Exercise brief -
Write out nothing except the lines running from the one containing "Target: pink fleece jacket" to the last line of the data, exactly as they stand.

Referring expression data
- Opening Delimiter -
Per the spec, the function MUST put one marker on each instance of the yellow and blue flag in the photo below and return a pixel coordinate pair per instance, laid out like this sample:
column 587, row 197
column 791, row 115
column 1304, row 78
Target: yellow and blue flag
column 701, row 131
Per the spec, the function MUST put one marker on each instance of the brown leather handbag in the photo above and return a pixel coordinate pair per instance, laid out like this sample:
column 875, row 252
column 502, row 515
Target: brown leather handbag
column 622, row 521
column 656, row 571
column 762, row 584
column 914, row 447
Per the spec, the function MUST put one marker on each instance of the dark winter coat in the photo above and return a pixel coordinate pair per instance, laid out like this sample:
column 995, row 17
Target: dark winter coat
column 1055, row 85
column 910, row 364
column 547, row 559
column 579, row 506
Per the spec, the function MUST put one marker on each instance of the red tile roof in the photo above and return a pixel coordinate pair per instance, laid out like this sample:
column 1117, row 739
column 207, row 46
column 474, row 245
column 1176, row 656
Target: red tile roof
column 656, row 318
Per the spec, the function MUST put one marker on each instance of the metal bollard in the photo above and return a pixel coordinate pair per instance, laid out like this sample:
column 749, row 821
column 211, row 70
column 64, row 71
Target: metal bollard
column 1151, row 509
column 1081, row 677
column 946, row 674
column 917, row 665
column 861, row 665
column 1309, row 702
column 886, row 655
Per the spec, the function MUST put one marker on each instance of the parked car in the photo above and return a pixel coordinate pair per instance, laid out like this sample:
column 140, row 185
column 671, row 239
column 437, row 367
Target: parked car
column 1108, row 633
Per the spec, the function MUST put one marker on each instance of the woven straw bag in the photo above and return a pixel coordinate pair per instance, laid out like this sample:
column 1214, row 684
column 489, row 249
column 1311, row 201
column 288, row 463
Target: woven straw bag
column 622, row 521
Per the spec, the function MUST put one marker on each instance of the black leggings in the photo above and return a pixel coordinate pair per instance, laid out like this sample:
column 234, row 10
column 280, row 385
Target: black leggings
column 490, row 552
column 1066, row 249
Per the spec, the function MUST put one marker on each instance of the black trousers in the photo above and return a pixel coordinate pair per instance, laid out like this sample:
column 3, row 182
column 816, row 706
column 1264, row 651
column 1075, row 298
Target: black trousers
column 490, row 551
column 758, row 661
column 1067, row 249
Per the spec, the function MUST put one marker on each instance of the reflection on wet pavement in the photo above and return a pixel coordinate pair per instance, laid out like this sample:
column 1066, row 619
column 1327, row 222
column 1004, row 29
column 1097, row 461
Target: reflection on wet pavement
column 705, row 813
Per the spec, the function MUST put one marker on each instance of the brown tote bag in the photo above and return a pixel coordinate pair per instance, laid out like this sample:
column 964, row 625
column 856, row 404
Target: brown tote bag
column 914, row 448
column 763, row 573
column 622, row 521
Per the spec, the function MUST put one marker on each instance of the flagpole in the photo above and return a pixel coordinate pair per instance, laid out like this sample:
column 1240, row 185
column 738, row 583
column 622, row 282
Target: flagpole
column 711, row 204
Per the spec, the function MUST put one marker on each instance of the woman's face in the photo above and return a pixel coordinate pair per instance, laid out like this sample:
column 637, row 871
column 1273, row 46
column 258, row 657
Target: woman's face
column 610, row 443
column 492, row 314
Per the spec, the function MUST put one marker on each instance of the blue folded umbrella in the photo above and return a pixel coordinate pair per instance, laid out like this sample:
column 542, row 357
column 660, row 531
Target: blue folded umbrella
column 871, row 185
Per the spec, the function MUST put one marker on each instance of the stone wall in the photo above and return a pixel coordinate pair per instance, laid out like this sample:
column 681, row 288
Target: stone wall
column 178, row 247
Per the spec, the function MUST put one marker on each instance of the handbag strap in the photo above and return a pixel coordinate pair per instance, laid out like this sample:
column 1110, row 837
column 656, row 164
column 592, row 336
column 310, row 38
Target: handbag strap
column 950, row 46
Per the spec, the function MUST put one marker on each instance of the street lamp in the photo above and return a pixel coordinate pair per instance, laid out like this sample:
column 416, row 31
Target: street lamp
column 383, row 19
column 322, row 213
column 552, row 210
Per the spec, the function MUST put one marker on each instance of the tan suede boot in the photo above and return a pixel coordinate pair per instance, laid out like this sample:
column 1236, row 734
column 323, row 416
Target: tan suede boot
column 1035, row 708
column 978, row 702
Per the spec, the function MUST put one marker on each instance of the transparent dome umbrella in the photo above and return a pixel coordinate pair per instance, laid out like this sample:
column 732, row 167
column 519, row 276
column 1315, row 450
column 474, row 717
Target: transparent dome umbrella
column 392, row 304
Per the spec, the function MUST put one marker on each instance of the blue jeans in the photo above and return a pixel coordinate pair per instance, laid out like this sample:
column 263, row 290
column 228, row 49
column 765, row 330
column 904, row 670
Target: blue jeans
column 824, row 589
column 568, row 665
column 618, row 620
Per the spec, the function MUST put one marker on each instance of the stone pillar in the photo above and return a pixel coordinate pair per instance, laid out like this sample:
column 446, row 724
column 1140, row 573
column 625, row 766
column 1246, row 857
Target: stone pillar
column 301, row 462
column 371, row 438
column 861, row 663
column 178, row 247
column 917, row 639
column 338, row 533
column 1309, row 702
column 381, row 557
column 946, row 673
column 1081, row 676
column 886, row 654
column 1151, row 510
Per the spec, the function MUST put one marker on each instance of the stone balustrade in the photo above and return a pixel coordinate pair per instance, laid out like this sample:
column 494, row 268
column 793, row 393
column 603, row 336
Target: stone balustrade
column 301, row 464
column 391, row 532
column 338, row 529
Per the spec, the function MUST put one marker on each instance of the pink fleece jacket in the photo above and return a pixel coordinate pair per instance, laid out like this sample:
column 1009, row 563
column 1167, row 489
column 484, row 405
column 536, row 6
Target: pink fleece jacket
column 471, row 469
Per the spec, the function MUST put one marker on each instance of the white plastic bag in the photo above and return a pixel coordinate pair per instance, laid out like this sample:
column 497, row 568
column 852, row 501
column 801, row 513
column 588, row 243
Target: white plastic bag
- Closing Delimiter -
Task answer -
Target: pink fleece jacket
column 471, row 469
Per the spec, the function MUST put one marker on each instance of the white plastic bag in the photo above and return a pixel coordinate pair per instance, laid out like this sample:
column 497, row 568
column 852, row 501
column 801, row 513
column 588, row 243
Target: white plastic bag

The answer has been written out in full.